▸ **TASK OBJECTIVE**: Switch every "rough mask" to "coarse mask" in the stretch of the records from their start through the line "negative clicks: (292, 212) (36, 242)", leaving everything else unchanged. Leave the pictures out of your answer.

# # # # # # #

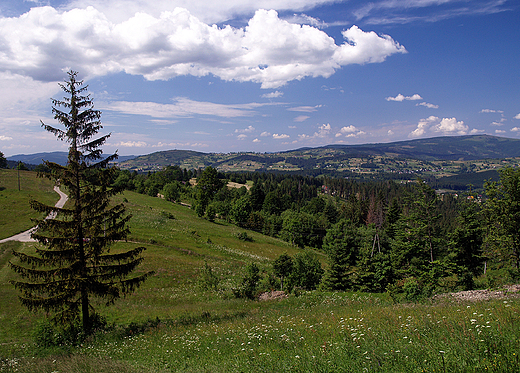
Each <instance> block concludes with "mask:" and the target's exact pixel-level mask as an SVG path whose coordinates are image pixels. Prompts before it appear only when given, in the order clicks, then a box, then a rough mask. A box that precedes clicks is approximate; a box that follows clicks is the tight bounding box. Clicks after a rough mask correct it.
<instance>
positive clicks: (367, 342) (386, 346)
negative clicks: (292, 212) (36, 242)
mask: <svg viewBox="0 0 520 373" xmlns="http://www.w3.org/2000/svg"><path fill="white" fill-rule="evenodd" d="M117 201H126V205H127V207H128V212H129V213H131V214H132V215H133V218H132V219H131V221H130V228H131V231H132V234H131V235H130V237H129V240H128V242H121V243H118V244H117V245H115V246H114V247H113V249H112V250H114V251H117V250H120V249H128V248H131V247H135V246H138V245H139V246H141V245H142V246H145V247H147V250H146V251H145V252H144V257H145V261H144V263H143V264H142V265H141V267H140V268H139V271H148V270H150V269H151V270H155V272H156V274H155V275H154V276H153V277H151V278H149V280H147V282H146V283H145V284H144V285H143V286H142V287H141V288H140V289H138V290H137V291H136V292H135V293H134V294H133V295H131V296H129V297H128V298H125V299H121V300H119V301H117V302H116V303H115V305H113V306H110V307H104V306H103V305H101V304H96V305H95V306H96V308H97V309H98V310H99V311H100V313H101V314H103V315H105V316H106V317H107V319H108V321H109V323H114V326H113V328H111V329H110V328H109V329H106V330H105V331H103V332H102V333H100V334H98V335H96V336H95V337H92V338H90V339H88V340H87V341H85V342H84V343H83V344H82V345H81V346H79V347H73V346H63V347H59V348H47V349H46V348H41V347H37V346H36V345H35V344H34V339H33V338H32V334H33V333H34V330H35V328H36V326H37V325H38V324H39V320H41V319H43V318H44V315H43V314H31V313H29V312H27V311H26V310H25V309H24V308H23V307H22V306H21V305H20V303H19V302H18V300H17V299H16V293H15V291H14V289H13V288H12V286H11V285H9V284H8V280H9V279H12V278H14V277H13V276H14V275H13V273H12V272H11V271H10V270H9V268H8V267H7V262H8V260H9V259H10V258H11V257H12V254H11V250H12V249H16V250H22V251H25V252H30V251H32V250H34V247H35V244H22V243H18V242H9V243H6V244H0V371H2V372H3V371H6V372H14V371H16V372H31V373H35V372H36V373H38V372H41V373H43V372H47V373H48V372H72V373H83V372H89V371H91V372H245V371H250V372H361V371H371V372H434V371H436V372H455V371H457V372H458V371H464V372H481V371H485V370H492V371H495V372H512V371H518V368H519V367H520V365H519V358H518V351H519V350H520V299H519V298H515V297H512V296H510V297H508V298H507V299H501V300H491V301H481V302H479V303H474V302H467V303H462V304H461V303H456V302H450V301H449V300H444V301H432V302H427V303H425V304H414V305H395V304H393V303H392V301H391V299H390V298H389V297H388V296H387V295H386V294H362V293H326V292H319V291H316V292H309V293H304V294H301V295H300V296H291V297H289V298H288V299H284V300H279V301H264V302H260V301H249V300H244V299H236V298H234V297H233V294H232V290H231V289H232V288H233V287H235V286H236V285H237V284H238V282H239V280H240V278H241V276H242V274H243V269H244V265H245V264H247V263H250V262H255V263H257V264H258V265H259V266H260V267H261V269H262V270H263V271H266V270H268V269H269V261H270V260H272V259H273V258H276V257H277V256H278V255H280V254H281V253H283V252H288V253H289V254H294V253H295V252H297V251H298V249H296V248H294V247H291V246H289V245H288V244H287V243H285V242H282V241H279V240H277V239H274V238H271V237H266V236H263V235H260V234H256V233H254V232H248V235H249V236H251V237H252V238H253V241H252V242H247V241H242V240H239V239H238V238H237V236H236V234H237V233H239V232H242V231H243V230H241V229H239V228H237V227H235V226H233V225H230V224H227V223H225V222H216V223H211V222H209V221H206V220H203V219H200V218H198V217H196V215H195V213H194V212H193V211H192V210H190V209H189V208H187V207H184V206H180V205H176V204H172V203H170V202H167V201H164V200H161V199H159V198H152V197H148V196H145V195H140V194H136V193H132V192H125V194H124V195H119V196H117V198H116V202H117ZM320 258H321V259H324V256H323V255H321V257H320ZM204 262H207V263H208V264H209V265H210V266H211V267H212V268H213V269H214V271H215V272H216V274H217V276H218V277H219V278H220V279H221V283H220V285H219V290H218V291H212V290H206V291H203V290H201V288H200V287H199V286H198V285H197V280H198V278H199V272H200V269H201V268H202V266H203V265H204ZM40 330H41V329H40ZM51 334H52V329H51ZM39 335H40V336H41V332H40V334H39Z"/></svg>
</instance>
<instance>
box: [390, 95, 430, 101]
mask: <svg viewBox="0 0 520 373" xmlns="http://www.w3.org/2000/svg"><path fill="white" fill-rule="evenodd" d="M385 100H386V101H397V102H402V101H404V100H408V101H416V100H422V97H421V95H419V94H417V93H416V94H414V95H412V96H404V95H402V94H400V93H399V94H398V95H397V96H395V97H387V98H385Z"/></svg>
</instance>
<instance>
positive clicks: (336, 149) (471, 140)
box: [7, 135, 520, 171]
mask: <svg viewBox="0 0 520 373" xmlns="http://www.w3.org/2000/svg"><path fill="white" fill-rule="evenodd" d="M356 157H357V158H373V157H387V158H394V159H399V158H403V159H417V160H422V161H442V160H446V161H459V160H460V161H471V160H482V159H502V158H512V157H520V139H512V138H506V137H497V136H491V135H470V136H443V137H434V138H427V139H415V140H405V141H396V142H391V143H374V144H361V145H341V144H336V145H326V146H321V147H315V148H309V147H307V148H300V149H296V150H289V151H282V152H276V153H254V152H236V153H203V152H197V151H193V150H166V151H160V152H155V153H151V154H147V155H141V156H120V157H119V159H118V160H117V162H118V164H119V166H120V167H121V168H125V169H134V170H142V171H144V170H154V169H160V168H162V167H165V166H169V165H179V166H182V167H185V168H204V167H207V166H212V167H220V168H223V169H224V170H226V169H225V167H224V166H228V165H230V164H231V165H232V164H238V163H243V164H248V165H251V166H250V168H249V169H248V170H251V171H254V170H268V169H269V167H271V166H272V165H273V164H277V163H281V162H282V163H286V164H288V165H290V166H294V167H296V168H299V169H309V168H319V167H321V165H320V162H321V163H322V164H323V162H327V161H333V162H341V160H346V159H349V158H356ZM7 159H8V160H10V161H22V162H24V163H26V164H40V163H42V159H45V160H49V161H51V162H56V163H59V164H65V163H66V160H67V153H66V152H52V153H37V154H31V155H24V154H21V155H16V156H12V157H8V158H7ZM228 169H229V168H228Z"/></svg>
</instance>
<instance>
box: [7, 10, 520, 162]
mask: <svg viewBox="0 0 520 373" xmlns="http://www.w3.org/2000/svg"><path fill="white" fill-rule="evenodd" d="M519 61H520V4H519V3H518V2H517V1H513V0H374V1H372V2H367V1H357V0H351V1H348V0H347V1H328V0H276V1H275V0H251V1H250V0H242V1H239V0H220V1H207V0H206V1H204V0H155V1H153V2H152V1H147V0H86V1H85V0H82V1H79V0H71V1H66V0H61V1H53V0H48V1H37V0H33V1H29V0H23V1H21V0H3V1H2V2H1V3H0V151H2V152H3V153H4V154H5V155H6V156H11V155H15V154H31V153H37V152H48V151H61V150H66V149H67V144H66V143H63V142H61V141H58V140H56V138H55V137H54V136H53V135H52V134H50V133H47V132H46V131H44V130H43V129H42V128H41V125H40V120H42V121H43V122H45V123H46V124H51V125H58V124H57V123H56V122H55V121H54V119H53V118H52V114H51V100H50V98H51V97H55V98H60V97H62V96H63V95H62V92H61V91H60V88H59V87H58V84H57V83H58V82H61V81H63V80H64V79H66V72H67V71H68V70H70V69H73V70H75V71H78V72H79V76H80V78H82V79H84V80H85V83H86V84H88V85H89V92H90V93H91V95H92V98H93V100H94V103H95V108H96V109H99V110H101V111H102V113H103V115H102V122H103V126H104V127H103V130H102V133H101V134H105V133H108V132H110V133H111V137H110V139H109V141H108V142H107V144H106V145H105V146H104V147H103V150H104V152H105V153H112V152H114V151H115V150H118V153H119V154H121V155H132V154H135V155H137V154H147V153H152V152H155V151H162V150H170V149H190V150H196V151H202V152H238V151H254V152H271V151H280V150H290V149H297V148H301V147H307V146H312V147H314V146H322V145H328V144H361V143H377V142H391V141H399V140H408V139H414V138H425V137H435V136H444V135H449V136H451V135H466V134H484V133H485V134H491V135H497V136H504V137H512V138H519V137H520V71H519V68H520V64H519Z"/></svg>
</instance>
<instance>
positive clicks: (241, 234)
mask: <svg viewBox="0 0 520 373" xmlns="http://www.w3.org/2000/svg"><path fill="white" fill-rule="evenodd" d="M235 236H236V237H237V238H238V239H239V240H241V241H246V242H253V237H251V236H250V235H248V234H247V232H240V233H237V234H236V235H235Z"/></svg>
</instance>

# # # # # # #

▸ **WRITTEN RESPONSE**:
Each <instance> block concludes with "mask:" and the target's exact pixel-level mask as an SVG path whose coordinates are image pixels. Prompts before it appear only when given, in the order clicks, then a box, then a coarse mask. A box that precedes clicks is approximate; a box that follows clicks is the tight bounding box. Clicks after a coarse mask correct it.
<instance>
positive clicks: (367, 342) (386, 346)
negative clicks: (292, 212) (36, 242)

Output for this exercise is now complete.